Exercise instructions:
In the passage below on Reichert and fatherless boys, reproduce word for word the part that begins at the words "Moreover, the idea" and stops after "be less judgmental.".

Passage shown:
Reichert interviews a wide crosssection of boys in his work, but it is hard to take seriously the idea that a “talented tennis player, at the height of fierce college recruiting…heartsick by how his mother became more interested in his success on the court than how he was feeling” is suffering from the same crisis as a boy trying to start a fight with a rival gang member inside of a courthouse with a pair of nunchakus he had tucked into his pants.
But if Reichert were to acknowledge that there is a much more extreme problem happening among less advantaged boys and particularly among racial minorities in our inner cities, he would probably have to explain why that is—and that would surely discomfit him.
According to the 2018 Current Population Survey, 44 percent of black children live only with their mother. The share of children living without a father is only 12 percent among white children. Bizarrely, Reichert insists that fathers don’t matter that much. He writes: “There is no evidence that only another man can support a boy to become a man himself. In fact, such mentoring most often ensures the perpetuation of traditional ideas.” Taken literally, the first sentence is true, if Reichert simply means that it is technically possible for a fatherless child to become a (decent) man himself. But there are reams of evidence that boys with fathers in their home are less likely to be incarcerated, more likely to finish high school, less likely to use drugs, and so on.
Moreover, the idea that having a father as a mentor is potentially dangerous because it supports the “perpetuation of traditional ideas” is dangerous in and of itself. It sends the message to mothers that the presence of a father really is optional and, frankly, women could probably do this job better themselves. All they need to do is talk to their sons, listen to their sons, and be less judgmental.
Even when confronted with evidence that boys from the same neighborhoods do worse than their sisters in school and were more likely to be caught up in the juvenile justice system, Reichert suggests that bad neighborhoods affect boys more adversely than girls. It is the “social stresses of racism and poverty” as well as “the cultural norms of masculinity” that are the problem.

[Dataset listing]

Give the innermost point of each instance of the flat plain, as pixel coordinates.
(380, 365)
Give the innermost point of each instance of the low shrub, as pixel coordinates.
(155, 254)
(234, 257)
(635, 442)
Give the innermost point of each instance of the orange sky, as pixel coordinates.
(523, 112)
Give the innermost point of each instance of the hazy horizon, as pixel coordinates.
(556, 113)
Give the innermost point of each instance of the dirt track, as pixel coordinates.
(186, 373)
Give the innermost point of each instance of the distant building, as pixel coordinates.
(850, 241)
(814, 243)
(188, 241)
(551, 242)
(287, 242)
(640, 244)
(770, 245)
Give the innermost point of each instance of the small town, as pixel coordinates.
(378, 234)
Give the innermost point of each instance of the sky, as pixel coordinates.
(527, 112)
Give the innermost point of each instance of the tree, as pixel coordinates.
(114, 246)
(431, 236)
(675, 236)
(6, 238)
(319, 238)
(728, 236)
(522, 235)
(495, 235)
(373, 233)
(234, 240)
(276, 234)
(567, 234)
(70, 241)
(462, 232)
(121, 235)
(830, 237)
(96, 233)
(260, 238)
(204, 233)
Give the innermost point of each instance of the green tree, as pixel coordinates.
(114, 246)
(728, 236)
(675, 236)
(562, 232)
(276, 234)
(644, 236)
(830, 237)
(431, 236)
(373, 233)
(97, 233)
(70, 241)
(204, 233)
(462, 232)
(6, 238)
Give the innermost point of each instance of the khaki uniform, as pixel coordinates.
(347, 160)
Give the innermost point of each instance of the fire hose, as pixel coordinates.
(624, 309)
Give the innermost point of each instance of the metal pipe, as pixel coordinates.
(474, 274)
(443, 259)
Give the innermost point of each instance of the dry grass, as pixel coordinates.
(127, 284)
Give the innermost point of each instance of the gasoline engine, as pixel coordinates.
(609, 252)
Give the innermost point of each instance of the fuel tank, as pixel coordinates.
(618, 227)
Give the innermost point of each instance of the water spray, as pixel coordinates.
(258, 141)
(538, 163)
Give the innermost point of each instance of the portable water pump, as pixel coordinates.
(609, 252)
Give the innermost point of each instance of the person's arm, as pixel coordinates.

Task answer:
Moreover, the idea that having a father as a mentor is potentially dangerous because it supports the “perpetuation of traditional ideas” is dangerous in and of itself. It sends the message to mothers that the presence of a father really is optional and, frankly, women could probably do this job better themselves. All they need to do is talk to their sons, listen to their sons, and be less judgmental.